§ Aim of the task:
Pick out and copy every line of the material below that contains the word "cliff". Case counts.

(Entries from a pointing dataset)
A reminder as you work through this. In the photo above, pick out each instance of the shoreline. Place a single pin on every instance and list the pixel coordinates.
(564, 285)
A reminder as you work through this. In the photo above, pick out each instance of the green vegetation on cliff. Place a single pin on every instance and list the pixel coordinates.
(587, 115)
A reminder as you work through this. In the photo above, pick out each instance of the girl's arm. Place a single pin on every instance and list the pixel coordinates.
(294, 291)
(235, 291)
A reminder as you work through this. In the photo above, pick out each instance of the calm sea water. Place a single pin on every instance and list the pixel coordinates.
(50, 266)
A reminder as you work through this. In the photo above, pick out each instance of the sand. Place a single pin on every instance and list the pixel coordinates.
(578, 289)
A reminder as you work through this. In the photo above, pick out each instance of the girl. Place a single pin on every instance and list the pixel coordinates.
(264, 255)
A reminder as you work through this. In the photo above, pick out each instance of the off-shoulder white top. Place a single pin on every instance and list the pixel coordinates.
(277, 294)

...

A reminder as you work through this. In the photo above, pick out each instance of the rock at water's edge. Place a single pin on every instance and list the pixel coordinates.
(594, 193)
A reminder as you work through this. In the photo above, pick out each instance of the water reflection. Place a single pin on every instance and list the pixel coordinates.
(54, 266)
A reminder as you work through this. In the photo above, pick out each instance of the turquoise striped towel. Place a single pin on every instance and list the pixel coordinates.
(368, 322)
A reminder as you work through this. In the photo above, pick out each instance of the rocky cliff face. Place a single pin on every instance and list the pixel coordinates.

§ The completed task:
A reminder as you work through this. In the photo above, pick out each instance of the green vegetation on cliff. Place a single pin on every instance and list the pixel coordinates.
A reminder as you work through this. In the photo above, pick out each instance of the rocky cliff face. Place a single pin on every instance and list the pixel coordinates.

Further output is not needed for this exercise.